[Excerpts of bounding box data]
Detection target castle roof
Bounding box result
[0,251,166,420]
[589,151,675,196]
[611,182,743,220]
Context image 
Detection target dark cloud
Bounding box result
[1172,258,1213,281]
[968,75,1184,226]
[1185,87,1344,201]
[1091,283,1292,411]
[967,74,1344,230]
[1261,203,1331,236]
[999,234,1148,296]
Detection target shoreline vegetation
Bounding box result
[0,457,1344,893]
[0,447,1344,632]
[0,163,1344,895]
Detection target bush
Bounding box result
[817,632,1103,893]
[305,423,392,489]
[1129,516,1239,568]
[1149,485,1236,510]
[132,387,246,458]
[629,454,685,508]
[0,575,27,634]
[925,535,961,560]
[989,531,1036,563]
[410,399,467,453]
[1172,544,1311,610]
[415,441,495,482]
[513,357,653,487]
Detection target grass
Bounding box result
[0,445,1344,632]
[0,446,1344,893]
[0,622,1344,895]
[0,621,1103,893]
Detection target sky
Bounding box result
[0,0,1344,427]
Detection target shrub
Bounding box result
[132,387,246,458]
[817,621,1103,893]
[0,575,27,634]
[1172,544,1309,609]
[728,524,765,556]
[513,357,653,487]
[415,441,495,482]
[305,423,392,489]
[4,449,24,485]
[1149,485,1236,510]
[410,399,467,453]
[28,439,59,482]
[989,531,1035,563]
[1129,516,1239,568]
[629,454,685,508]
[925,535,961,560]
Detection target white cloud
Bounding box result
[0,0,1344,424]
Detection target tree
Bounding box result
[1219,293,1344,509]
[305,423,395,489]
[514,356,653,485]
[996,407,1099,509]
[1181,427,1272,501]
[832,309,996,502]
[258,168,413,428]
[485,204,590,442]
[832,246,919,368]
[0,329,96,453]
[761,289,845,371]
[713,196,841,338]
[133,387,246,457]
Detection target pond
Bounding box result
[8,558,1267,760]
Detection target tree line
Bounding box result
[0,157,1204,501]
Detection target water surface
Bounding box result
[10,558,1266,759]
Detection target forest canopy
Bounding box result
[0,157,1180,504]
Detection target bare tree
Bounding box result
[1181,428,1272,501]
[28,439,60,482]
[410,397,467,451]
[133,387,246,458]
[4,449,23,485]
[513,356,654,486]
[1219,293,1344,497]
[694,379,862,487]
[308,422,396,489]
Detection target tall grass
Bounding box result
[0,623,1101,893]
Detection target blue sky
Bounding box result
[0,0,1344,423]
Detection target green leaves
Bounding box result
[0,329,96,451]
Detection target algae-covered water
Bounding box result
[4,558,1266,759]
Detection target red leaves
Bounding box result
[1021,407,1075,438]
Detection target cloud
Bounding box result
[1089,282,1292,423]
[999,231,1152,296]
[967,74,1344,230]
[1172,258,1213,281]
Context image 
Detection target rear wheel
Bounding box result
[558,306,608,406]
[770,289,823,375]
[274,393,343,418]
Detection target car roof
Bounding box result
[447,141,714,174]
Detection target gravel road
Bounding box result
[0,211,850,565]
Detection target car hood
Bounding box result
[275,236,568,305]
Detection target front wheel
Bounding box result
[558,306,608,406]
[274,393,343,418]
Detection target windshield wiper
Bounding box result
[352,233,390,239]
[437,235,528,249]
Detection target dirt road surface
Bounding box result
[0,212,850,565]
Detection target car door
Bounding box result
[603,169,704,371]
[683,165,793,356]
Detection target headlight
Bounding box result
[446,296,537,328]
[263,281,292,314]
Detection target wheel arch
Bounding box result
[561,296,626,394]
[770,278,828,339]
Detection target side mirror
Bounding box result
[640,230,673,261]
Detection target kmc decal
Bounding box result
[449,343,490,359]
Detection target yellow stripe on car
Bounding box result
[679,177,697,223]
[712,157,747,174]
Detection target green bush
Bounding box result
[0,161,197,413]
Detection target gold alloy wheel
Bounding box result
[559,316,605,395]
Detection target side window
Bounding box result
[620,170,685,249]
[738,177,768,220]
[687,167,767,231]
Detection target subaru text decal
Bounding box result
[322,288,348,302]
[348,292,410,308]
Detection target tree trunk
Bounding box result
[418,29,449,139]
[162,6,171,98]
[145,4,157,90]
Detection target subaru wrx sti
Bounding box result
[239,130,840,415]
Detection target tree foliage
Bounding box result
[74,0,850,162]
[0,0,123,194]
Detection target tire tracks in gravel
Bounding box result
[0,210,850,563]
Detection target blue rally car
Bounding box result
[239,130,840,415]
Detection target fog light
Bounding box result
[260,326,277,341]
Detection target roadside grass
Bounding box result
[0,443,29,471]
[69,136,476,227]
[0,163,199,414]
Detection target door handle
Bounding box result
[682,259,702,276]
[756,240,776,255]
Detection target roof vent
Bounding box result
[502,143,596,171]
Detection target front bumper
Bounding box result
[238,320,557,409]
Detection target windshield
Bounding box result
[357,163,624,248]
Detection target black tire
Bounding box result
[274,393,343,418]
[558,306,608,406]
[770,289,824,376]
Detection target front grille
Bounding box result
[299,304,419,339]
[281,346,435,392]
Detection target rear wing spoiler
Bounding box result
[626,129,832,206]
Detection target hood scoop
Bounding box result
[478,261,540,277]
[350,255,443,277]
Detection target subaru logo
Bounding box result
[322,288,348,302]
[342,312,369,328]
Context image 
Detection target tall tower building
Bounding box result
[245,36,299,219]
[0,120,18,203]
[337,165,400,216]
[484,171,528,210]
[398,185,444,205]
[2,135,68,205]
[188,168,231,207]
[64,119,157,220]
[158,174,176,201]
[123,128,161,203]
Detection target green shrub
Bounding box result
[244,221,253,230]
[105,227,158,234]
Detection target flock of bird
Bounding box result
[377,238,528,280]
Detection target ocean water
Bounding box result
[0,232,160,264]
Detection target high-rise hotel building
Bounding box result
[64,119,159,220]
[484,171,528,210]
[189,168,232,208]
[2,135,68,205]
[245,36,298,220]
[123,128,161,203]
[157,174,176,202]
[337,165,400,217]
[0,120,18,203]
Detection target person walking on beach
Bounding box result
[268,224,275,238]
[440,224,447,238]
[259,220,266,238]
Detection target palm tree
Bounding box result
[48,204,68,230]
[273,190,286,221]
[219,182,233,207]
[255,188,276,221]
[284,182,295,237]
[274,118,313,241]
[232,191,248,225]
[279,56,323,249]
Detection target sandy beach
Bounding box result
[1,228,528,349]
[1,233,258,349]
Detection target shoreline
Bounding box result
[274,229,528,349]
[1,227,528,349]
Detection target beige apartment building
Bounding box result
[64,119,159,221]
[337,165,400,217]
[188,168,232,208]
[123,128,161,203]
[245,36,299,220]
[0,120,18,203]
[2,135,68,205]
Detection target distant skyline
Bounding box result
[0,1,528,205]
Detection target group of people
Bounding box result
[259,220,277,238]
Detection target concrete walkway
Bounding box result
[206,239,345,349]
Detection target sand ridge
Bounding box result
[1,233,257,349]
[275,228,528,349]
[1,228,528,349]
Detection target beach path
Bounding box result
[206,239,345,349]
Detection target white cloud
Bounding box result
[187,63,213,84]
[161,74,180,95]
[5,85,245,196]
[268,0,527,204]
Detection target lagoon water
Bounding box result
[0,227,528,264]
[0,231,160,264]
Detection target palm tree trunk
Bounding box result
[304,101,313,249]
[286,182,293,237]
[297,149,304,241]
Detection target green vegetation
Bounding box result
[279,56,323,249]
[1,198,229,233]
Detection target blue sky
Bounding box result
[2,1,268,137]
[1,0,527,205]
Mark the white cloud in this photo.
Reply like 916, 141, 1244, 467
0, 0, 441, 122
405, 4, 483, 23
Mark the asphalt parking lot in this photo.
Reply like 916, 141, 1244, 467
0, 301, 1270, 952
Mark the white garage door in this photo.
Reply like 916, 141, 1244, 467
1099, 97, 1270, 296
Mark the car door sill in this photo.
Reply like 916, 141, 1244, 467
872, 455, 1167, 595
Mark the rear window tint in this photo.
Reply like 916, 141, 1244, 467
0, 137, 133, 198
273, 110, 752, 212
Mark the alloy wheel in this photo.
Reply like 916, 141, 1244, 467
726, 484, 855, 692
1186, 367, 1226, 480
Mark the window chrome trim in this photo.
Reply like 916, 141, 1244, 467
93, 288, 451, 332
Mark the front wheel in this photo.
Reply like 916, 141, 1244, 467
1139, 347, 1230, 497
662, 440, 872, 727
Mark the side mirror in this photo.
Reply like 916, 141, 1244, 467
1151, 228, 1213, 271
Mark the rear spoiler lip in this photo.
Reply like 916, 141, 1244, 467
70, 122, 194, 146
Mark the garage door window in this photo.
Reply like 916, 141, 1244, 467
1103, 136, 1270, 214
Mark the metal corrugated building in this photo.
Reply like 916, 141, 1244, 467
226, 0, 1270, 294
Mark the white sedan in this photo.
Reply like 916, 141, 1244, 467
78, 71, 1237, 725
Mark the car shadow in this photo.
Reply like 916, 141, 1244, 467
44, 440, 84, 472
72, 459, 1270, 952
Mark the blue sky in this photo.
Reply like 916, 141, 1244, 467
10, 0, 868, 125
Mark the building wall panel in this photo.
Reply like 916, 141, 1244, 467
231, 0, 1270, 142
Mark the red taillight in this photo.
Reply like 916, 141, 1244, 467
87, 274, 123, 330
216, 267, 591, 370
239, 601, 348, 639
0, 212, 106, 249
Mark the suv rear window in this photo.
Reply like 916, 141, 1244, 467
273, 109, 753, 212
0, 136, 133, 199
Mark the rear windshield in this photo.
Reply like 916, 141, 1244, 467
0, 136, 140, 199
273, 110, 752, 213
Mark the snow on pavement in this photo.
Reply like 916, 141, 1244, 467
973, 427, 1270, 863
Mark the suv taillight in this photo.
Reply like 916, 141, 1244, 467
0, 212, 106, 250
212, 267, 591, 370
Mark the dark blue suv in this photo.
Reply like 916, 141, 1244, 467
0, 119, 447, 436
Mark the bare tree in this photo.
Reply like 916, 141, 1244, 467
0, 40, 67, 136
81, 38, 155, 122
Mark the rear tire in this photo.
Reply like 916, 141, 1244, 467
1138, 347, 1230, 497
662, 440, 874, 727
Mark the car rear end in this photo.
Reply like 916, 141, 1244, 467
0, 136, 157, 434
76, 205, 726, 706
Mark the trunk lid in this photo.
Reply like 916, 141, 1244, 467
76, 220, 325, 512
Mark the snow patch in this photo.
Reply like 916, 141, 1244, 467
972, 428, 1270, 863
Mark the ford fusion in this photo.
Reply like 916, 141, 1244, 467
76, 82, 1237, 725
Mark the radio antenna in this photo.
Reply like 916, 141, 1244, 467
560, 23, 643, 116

DO THIS:
Extract each line of the records above that contains the string "grass", reproducing every such line in full.

FULL RESPONSE:
Detection target grass
Detection target tall grass
Detection target roadside grass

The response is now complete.